» **EXERCISE OBJECTIVE**
Repeat the following lines exactly and nothing else: the line containing "the form (497,148);" and each line after it through the end of the listing.

Begin EXTRACTED MATERIAL

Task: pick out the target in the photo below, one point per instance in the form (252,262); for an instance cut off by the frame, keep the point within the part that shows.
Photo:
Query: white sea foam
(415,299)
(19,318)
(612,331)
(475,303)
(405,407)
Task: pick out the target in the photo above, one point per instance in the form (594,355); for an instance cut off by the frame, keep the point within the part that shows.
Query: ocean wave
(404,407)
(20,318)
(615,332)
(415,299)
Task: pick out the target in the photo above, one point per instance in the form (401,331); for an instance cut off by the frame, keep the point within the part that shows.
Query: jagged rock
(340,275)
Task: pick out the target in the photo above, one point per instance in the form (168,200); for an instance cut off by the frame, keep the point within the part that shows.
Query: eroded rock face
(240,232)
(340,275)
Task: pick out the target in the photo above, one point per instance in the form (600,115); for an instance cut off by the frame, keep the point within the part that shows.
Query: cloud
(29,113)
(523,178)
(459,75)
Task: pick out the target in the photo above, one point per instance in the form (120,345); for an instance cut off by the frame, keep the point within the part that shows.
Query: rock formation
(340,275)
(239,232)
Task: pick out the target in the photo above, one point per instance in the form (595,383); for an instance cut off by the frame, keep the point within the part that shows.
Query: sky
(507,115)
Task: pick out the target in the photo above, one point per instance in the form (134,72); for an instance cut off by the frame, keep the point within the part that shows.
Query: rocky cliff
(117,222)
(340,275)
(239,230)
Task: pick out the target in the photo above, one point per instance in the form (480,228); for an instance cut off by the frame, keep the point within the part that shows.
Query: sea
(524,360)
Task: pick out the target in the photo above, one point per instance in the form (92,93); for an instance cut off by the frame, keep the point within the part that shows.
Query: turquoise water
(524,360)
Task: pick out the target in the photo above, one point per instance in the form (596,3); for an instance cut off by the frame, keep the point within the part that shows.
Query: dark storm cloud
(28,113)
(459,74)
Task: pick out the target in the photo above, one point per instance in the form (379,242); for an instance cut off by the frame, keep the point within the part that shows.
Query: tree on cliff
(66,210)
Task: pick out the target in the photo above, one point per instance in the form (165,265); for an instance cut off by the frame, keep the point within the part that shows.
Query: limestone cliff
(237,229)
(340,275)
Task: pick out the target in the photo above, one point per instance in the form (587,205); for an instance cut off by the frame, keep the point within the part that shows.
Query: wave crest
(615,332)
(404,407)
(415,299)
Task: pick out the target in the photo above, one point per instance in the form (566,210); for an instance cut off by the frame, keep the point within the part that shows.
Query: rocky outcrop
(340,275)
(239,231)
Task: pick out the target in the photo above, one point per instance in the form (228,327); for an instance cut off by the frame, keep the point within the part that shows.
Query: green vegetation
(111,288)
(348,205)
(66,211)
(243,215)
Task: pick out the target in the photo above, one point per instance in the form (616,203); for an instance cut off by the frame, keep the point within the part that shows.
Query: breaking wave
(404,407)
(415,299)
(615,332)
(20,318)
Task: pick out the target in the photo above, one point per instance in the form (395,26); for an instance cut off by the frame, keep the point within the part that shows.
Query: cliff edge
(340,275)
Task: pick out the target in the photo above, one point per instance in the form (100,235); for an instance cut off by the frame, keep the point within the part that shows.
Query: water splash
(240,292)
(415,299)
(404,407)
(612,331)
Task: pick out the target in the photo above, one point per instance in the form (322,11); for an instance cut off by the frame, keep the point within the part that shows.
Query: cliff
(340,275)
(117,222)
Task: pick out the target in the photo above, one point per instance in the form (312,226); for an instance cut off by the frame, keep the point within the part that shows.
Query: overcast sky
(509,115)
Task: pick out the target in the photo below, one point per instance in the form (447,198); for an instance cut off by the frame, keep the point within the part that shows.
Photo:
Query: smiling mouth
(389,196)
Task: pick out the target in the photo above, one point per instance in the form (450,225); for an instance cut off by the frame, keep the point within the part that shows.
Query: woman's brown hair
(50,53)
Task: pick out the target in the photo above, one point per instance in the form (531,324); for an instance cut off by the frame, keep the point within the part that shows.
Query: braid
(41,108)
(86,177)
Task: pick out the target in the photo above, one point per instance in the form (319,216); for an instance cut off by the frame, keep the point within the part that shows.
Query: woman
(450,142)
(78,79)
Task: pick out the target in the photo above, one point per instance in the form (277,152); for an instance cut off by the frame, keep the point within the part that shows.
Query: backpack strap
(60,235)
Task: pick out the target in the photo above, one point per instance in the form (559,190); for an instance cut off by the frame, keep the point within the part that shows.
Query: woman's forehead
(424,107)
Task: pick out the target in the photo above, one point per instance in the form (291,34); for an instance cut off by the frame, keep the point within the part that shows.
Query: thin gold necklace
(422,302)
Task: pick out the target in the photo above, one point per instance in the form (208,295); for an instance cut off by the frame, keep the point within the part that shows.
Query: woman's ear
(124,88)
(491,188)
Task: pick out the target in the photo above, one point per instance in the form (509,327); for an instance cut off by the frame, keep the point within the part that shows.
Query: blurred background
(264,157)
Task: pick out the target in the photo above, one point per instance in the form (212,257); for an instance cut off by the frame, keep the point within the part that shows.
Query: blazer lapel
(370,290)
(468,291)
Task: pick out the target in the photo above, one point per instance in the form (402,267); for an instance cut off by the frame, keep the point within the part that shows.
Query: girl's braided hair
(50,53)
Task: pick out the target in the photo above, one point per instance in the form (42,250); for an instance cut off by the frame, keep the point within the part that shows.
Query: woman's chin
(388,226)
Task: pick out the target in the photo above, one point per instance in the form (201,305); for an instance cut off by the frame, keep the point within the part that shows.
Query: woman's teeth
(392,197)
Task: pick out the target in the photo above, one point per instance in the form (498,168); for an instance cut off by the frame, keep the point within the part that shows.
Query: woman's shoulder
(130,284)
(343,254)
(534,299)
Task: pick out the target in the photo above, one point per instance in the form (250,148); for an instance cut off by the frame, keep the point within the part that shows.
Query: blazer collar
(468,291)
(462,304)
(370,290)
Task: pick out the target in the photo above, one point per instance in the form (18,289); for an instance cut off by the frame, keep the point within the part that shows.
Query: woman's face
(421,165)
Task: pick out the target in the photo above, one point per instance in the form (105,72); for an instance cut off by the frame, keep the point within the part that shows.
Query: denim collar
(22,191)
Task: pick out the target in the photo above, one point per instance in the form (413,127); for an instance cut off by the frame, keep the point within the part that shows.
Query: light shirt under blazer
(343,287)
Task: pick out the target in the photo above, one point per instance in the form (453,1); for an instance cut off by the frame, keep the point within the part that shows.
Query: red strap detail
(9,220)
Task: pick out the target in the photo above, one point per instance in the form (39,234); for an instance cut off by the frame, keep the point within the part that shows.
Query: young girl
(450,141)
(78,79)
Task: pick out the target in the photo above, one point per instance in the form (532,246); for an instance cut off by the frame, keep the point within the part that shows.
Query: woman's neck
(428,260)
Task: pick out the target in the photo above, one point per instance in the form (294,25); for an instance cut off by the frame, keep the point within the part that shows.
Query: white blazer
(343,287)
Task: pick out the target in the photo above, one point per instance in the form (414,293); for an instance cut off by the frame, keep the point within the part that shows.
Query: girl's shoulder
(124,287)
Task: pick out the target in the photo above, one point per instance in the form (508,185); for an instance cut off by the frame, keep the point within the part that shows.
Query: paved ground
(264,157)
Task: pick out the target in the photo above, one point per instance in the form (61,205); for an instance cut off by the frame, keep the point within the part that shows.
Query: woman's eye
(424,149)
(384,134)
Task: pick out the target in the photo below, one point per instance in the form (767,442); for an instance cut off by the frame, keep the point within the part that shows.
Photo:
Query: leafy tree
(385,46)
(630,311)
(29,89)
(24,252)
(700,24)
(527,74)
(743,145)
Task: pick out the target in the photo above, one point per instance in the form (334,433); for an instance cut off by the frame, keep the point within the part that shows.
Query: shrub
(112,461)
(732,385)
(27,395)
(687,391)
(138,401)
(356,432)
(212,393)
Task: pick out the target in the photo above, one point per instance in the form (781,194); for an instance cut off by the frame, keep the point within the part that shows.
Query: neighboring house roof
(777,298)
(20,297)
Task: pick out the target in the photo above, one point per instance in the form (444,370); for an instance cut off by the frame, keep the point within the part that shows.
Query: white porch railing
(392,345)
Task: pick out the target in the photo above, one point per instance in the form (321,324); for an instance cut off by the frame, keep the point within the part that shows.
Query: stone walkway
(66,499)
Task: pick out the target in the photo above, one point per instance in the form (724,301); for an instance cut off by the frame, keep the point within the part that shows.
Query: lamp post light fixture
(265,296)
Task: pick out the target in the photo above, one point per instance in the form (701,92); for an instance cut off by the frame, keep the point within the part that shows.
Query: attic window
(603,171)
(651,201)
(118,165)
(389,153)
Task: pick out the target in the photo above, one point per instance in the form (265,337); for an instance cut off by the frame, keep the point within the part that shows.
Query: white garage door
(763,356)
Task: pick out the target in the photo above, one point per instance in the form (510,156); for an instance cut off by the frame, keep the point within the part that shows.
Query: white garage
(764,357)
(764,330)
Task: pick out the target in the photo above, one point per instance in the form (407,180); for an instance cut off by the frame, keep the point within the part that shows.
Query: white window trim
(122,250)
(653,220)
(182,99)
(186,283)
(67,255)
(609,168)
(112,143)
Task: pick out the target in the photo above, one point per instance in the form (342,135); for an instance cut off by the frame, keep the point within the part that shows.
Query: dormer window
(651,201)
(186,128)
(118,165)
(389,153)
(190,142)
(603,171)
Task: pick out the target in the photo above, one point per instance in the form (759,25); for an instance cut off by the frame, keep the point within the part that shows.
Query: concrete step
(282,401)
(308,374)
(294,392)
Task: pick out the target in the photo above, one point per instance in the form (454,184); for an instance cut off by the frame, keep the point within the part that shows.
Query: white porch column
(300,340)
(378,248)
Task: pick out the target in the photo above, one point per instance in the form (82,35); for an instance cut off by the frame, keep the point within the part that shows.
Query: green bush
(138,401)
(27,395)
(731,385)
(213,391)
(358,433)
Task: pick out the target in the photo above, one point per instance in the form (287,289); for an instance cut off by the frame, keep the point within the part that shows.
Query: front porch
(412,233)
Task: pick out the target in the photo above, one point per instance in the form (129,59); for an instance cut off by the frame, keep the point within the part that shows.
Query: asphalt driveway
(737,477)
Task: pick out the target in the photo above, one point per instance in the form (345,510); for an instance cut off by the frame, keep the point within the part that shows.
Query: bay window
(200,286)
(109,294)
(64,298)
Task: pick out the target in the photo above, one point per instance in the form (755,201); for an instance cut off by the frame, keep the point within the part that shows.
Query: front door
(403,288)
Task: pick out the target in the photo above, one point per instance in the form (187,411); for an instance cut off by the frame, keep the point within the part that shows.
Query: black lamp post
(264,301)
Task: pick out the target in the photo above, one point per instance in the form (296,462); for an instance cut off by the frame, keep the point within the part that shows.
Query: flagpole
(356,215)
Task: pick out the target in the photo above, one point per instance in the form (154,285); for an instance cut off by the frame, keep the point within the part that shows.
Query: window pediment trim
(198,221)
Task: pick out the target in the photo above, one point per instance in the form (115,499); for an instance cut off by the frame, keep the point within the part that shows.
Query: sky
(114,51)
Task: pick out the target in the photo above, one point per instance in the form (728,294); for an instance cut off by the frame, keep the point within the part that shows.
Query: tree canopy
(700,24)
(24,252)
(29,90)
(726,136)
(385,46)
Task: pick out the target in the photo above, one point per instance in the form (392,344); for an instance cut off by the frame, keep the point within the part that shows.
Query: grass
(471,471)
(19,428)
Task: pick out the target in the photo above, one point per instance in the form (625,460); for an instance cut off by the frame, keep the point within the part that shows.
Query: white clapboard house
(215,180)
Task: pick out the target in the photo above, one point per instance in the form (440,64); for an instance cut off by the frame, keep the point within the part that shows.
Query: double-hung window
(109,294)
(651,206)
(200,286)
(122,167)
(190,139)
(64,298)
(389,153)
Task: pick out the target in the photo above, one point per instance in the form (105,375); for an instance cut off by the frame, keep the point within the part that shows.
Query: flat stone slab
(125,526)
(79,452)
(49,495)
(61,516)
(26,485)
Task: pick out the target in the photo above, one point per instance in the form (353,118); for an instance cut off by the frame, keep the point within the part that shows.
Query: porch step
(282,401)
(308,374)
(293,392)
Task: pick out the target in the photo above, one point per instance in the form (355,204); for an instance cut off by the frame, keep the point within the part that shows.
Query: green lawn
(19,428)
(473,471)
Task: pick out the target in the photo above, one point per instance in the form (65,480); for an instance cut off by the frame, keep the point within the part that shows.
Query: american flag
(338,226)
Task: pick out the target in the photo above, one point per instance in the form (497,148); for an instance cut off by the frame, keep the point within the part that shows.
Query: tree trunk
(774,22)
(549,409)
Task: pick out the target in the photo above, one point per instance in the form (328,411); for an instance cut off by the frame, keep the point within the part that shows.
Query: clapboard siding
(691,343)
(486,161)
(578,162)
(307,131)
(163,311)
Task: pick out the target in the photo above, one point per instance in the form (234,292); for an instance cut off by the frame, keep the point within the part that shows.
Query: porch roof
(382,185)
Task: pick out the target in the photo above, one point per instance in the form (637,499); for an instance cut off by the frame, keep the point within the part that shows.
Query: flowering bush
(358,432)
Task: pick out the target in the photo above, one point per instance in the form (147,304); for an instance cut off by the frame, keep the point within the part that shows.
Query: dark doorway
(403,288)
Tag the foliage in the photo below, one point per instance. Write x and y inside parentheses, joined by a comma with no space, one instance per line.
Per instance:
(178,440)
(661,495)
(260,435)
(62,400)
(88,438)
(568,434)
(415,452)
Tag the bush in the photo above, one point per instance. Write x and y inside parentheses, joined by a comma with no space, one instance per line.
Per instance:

End EXTRACTED MATERIAL

» **EXERCISE RESPONSE**
Task: pick out the target in the photo above, one point per instance in the form (497,148); for an instance cut off by the frame, keep the point within the part that shows.
Query: tree trunk
(774,22)
(549,409)
Task: pick out the target in the photo above, one point per instance in the form (328,411); for an instance cut off by the frame, keep the point within the part that shows.
Query: clapboard siding
(691,343)
(486,161)
(578,162)
(307,131)
(163,311)
Task: pick out the target in the photo above, one point per instance in the form (234,292); for an instance cut off by the frame, keep the point within the part that shows.
Query: porch roof
(382,185)
Task: pick out the target in the photo above, one point per instance in the form (637,499); for an instance cut off by the frame, keep the point within the part that shows.
Query: flowering bush
(358,432)
Task: pick out the target in the photo above, one point per instance in the form (147,304); for an instance cut off by the frame, keep the point within the part that shows.
Query: dark doorway
(403,288)
Tag the foliage in the photo below, one point per instance. Write x and y inside parentheses, joined by a comma with no space, one instance per line.
Per instance:
(178,440)
(661,495)
(260,435)
(62,400)
(88,438)
(568,434)
(415,452)
Tag the bush in the photo above, one point per instance. Write x and y inside parentheses, joined by a comma with no space, one instance per line.
Per instance:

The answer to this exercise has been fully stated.